◆ Jobs ◆
1: List every quantity, with its unit, in the request-rate calculation in the thread on serving many small files.
2: Print the part of the thread on serving many small files that runs from "Patrick Beardmore" up to and including "the files manually.".

◆ Document passage ◆
-- BEGIN --

The frequency doesn't sound too scary too. 50 users * 30 requests/minute/user is 25 requests per second. That's not something you can ignore completely, but any decent web-server should be able to serve files at that rate. Also I see no need for a specialized in-memory server/database/data-store. Every OS has a file-cache, and that should take care of having frequently accessed files in memory.

If you must guarantee low (worst-case) latency, you might still need an in-memory data-store. But then again if you must guarantee latency, things become complicated anyway.

One last thing: think about reverse proxies. I find it very convenient to be able to primarily store/update data in just one place (of my choosing), and have reverse proxies take care of the rest. If your files never change (i.e. same URL means same data) this is a very easy way to provide really good scalability. If the files indeed can chance, just make it so that they can not :) e.g. by encoding the change-date into the filename (and deleting the "old versions").

pgroke
I'm trying to square the circle between your analysis, and Michael Madsen's answer (http://stackoverflow.com/questions/3843747/serving-lots-of-small-files/3843845#3843845).You're quite right, I don't need to guarantee zero latency, but the site will be useless if it is to long.You say that it is only the GUI aspect of file systems that cause delays when dealing with lots of files. Occasionally, I'll want to look at these files via FTP. Will that cause the same problems.
Patrick Beardmore
It's not only the GUI part, but the GUI part is usually the worst. However, if you want to look at the files manually, you should probably organize them into multiple directories anyway, for clarity's sake. And by organize I don't mean sharding by MD5 like Michael suggested, but maybe by using the first character of the filename for the first directory level and the second character for the second level, e.g. "data-store/w/h/what.mp3". Might be more convenient if you want to inspect the files manually.
pgroke

-- END --

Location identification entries
-- BEGIN --

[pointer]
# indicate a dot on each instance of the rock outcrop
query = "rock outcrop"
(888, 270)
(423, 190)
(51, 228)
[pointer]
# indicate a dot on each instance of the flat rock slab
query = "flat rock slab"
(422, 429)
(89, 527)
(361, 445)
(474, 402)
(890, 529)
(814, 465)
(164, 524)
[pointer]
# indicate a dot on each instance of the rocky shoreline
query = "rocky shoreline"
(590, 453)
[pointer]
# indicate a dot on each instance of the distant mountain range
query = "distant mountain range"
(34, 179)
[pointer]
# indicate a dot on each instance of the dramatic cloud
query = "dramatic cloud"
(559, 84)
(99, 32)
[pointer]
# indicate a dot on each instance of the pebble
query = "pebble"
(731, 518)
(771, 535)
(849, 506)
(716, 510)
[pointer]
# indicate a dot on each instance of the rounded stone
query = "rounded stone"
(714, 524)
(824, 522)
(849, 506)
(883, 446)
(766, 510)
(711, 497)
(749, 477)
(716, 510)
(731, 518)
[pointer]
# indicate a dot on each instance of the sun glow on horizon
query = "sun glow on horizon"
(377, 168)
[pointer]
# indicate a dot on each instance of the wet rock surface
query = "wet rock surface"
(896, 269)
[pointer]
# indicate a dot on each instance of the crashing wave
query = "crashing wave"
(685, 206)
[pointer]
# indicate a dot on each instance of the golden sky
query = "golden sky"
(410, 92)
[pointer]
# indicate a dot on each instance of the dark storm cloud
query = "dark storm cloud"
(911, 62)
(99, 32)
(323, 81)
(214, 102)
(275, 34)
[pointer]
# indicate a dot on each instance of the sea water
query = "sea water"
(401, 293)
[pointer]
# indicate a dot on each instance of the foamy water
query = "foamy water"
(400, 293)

-- END --
-- BEGIN --

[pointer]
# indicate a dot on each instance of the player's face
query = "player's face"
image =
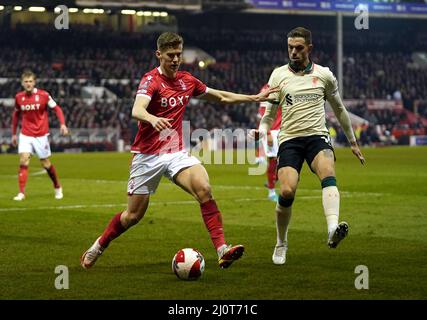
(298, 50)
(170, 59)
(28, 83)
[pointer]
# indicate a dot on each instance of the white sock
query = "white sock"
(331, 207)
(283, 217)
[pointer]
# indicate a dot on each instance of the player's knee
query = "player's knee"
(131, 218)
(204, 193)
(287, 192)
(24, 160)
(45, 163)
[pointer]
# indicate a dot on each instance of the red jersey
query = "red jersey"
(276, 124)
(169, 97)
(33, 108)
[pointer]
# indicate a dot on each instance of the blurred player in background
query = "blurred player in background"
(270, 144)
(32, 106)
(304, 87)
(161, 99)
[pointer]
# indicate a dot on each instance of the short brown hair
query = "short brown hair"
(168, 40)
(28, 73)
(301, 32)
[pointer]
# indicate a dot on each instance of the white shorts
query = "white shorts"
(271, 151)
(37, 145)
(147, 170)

-- END --
-- BEGIN --

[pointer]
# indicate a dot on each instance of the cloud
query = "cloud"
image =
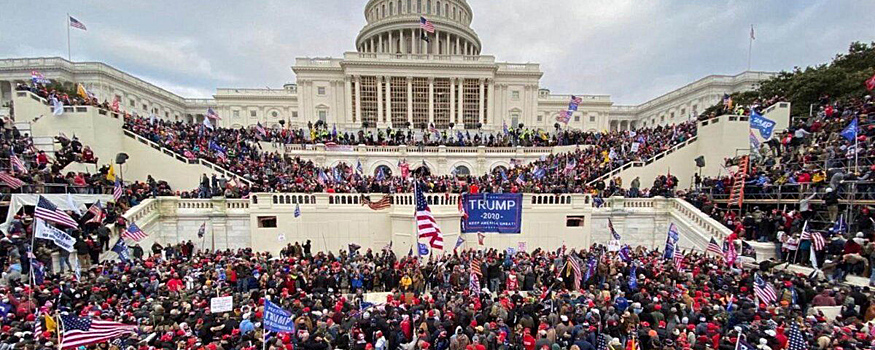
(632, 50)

-- END --

◆ Solutions per task ◆
1:
50 users
30 requests/minute/user
25 requests per second

2:
Patrick Beardmore
It's not only the GUI part, but the GUI part is usually the worst. However, if you want to look at the files manually, you should probably organize them into multiple directories anyway, for clarity's sake. And by organize I don't mean sharding by MD5 like Michael suggested, but maybe by using the first character of the filename for the first directory level and the second character for the second level, e.g. "data-store/w/h/what.mp3". Might be more convenient if you want to inspect the files manually.